PROMPT:
Every line of the records counts; transcribe each one exactly.
────────────────────
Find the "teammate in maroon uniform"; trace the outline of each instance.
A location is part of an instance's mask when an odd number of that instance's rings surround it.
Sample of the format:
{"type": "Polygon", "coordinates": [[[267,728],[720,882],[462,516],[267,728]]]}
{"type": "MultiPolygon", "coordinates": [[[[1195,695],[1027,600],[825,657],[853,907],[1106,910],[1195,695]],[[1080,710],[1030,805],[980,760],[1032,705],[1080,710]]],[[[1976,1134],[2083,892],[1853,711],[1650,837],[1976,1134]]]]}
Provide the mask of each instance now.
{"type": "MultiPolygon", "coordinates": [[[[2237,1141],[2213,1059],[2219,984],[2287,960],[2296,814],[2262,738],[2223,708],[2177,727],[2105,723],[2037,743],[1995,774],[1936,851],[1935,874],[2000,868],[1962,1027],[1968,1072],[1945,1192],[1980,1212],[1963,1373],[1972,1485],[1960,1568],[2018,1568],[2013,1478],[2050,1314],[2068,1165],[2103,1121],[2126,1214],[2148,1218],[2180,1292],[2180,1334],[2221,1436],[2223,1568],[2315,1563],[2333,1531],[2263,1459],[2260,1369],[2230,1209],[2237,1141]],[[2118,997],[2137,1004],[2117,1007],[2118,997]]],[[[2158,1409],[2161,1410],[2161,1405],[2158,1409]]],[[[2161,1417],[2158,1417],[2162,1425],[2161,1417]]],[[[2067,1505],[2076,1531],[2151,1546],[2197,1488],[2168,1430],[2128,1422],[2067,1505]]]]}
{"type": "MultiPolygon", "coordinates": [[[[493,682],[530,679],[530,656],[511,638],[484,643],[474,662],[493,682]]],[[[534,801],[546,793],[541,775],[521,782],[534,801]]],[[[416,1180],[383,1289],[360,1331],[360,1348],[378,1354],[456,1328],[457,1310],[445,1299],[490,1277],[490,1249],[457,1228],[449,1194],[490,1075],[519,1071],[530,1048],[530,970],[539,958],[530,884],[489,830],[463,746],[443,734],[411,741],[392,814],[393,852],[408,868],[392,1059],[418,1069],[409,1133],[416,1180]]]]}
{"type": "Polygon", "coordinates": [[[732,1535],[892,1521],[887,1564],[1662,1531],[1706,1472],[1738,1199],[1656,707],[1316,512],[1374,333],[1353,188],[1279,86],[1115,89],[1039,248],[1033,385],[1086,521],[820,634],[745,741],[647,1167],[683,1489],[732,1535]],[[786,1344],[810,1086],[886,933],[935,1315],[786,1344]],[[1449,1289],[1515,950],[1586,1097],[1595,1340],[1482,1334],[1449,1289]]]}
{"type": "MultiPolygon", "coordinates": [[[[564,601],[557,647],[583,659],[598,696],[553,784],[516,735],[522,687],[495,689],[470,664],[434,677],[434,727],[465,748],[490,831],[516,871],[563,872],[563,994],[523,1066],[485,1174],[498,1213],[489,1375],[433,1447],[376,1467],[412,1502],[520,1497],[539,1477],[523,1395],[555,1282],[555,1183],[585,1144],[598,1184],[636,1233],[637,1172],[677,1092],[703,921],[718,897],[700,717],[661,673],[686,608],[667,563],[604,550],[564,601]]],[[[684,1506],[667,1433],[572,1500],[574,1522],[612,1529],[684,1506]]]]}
────────────────────
ANSWER TO THE EXERCISE:
Find the "teammate in maroon uniform"; trace the outline of each instance.
A location is part of an instance's mask when an odd number of that instance's rings surround it.
Sample of the format:
{"type": "Polygon", "coordinates": [[[267,728],[720,882],[462,516],[267,728]]]}
{"type": "MultiPolygon", "coordinates": [[[[1195,695],[1027,600],[825,657],[853,907],[1106,910],[1195,695]],[[1080,710],[1030,805],[980,760],[1032,705],[1080,710]]],[[[1976,1134],[2083,892],[1853,711],[1650,837],[1976,1134]]]]}
Provide the mask of each instance now.
{"type": "MultiPolygon", "coordinates": [[[[2237,1141],[2213,1059],[2219,984],[2287,960],[2296,814],[2262,738],[2223,708],[2177,727],[2105,723],[2037,743],[1995,774],[1936,851],[1935,874],[2000,868],[1962,1027],[1968,1072],[1945,1192],[1980,1212],[1963,1373],[1972,1485],[1960,1568],[2018,1568],[2013,1478],[2050,1314],[2068,1165],[2103,1121],[2126,1214],[2148,1218],[2180,1292],[2180,1334],[2221,1436],[2223,1568],[2315,1563],[2333,1531],[2263,1459],[2260,1369],[2230,1209],[2237,1141]],[[2118,997],[2137,1004],[2117,1007],[2118,997]]],[[[2158,1409],[2161,1410],[2161,1405],[2158,1409]]],[[[2161,1417],[2158,1417],[2162,1425],[2161,1417]]],[[[2067,1505],[2076,1531],[2151,1546],[2197,1488],[2168,1430],[2128,1422],[2067,1505]]]]}
{"type": "MultiPolygon", "coordinates": [[[[493,682],[530,679],[530,656],[511,638],[484,643],[474,662],[493,682]]],[[[534,801],[546,793],[541,775],[521,782],[534,801]]],[[[416,1180],[383,1289],[360,1331],[360,1348],[378,1354],[456,1328],[457,1310],[445,1299],[490,1277],[490,1249],[457,1228],[449,1194],[490,1075],[519,1071],[530,1048],[530,970],[539,958],[530,884],[489,830],[463,746],[443,734],[411,741],[392,814],[393,852],[408,868],[392,1059],[418,1069],[409,1133],[416,1180]]]]}
{"type": "Polygon", "coordinates": [[[732,1535],[892,1521],[887,1564],[1662,1531],[1706,1472],[1738,1199],[1656,707],[1316,512],[1374,333],[1353,188],[1279,86],[1115,89],[1039,248],[1033,385],[1086,521],[820,634],[745,741],[647,1167],[683,1489],[732,1535]],[[786,1344],[810,1086],[886,933],[935,1315],[786,1344]],[[1449,1289],[1515,950],[1586,1097],[1595,1340],[1482,1334],[1449,1289]]]}
{"type": "MultiPolygon", "coordinates": [[[[564,601],[557,647],[583,659],[598,696],[553,784],[516,735],[522,687],[495,689],[470,664],[434,677],[434,727],[465,748],[490,831],[516,871],[563,872],[563,994],[523,1066],[485,1174],[498,1213],[489,1375],[433,1447],[376,1467],[412,1502],[520,1497],[539,1477],[523,1395],[555,1282],[555,1183],[585,1144],[598,1184],[636,1233],[637,1172],[677,1092],[703,921],[718,897],[700,717],[661,673],[686,608],[667,563],[604,550],[564,601]]],[[[684,1506],[667,1433],[572,1500],[574,1522],[612,1529],[684,1506]]]]}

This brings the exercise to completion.